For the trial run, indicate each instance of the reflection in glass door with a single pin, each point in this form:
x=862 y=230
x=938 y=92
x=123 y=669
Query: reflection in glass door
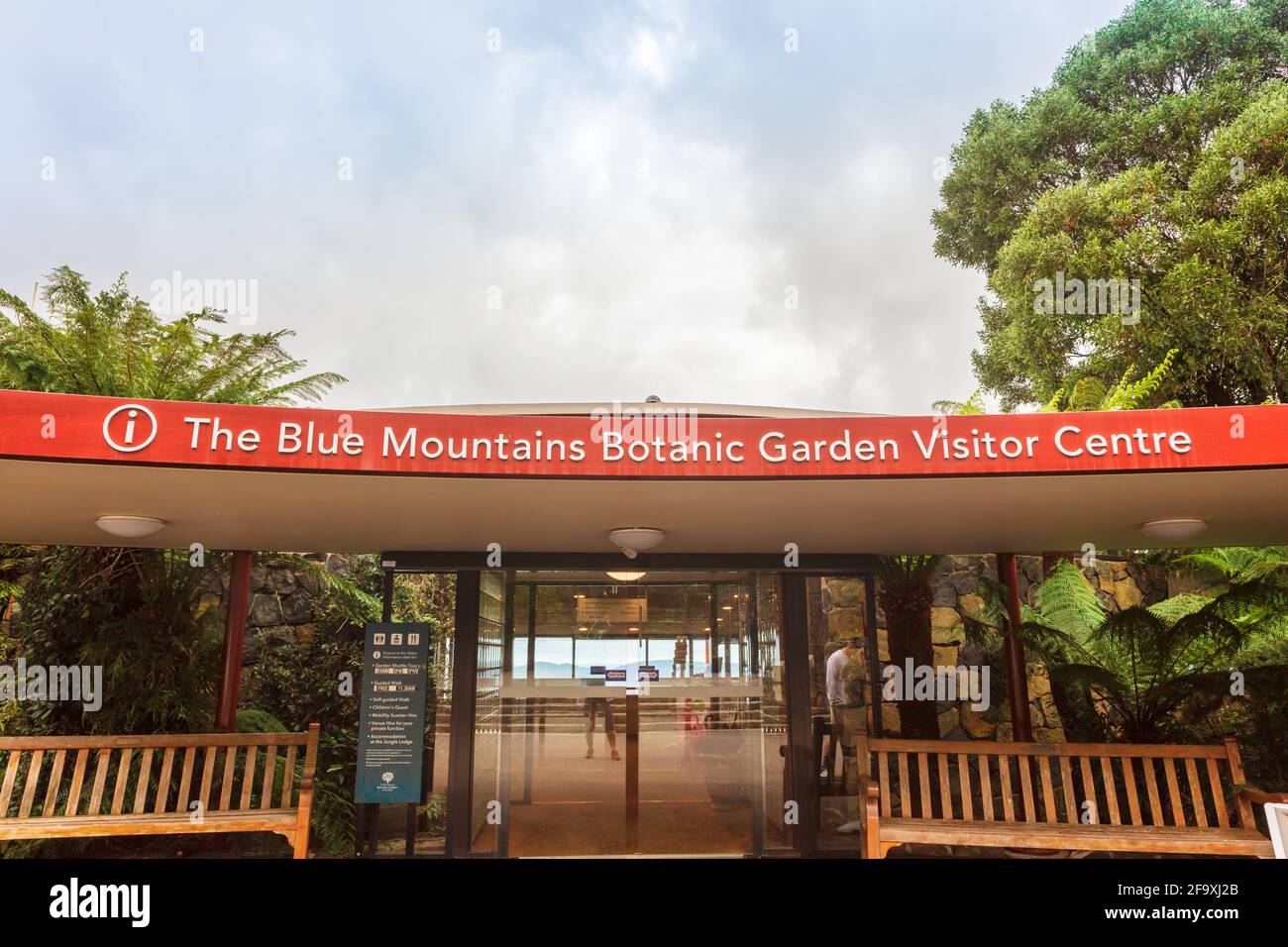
x=634 y=715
++++++++
_Exercise description_
Every record above must be printed exactly, except for its images.

_Result of the exercise_
For the trial run, indicate each instance of the reflection in glass door with a single pin, each point in this form:
x=862 y=230
x=938 y=92
x=123 y=669
Query: reflection in glass door
x=634 y=715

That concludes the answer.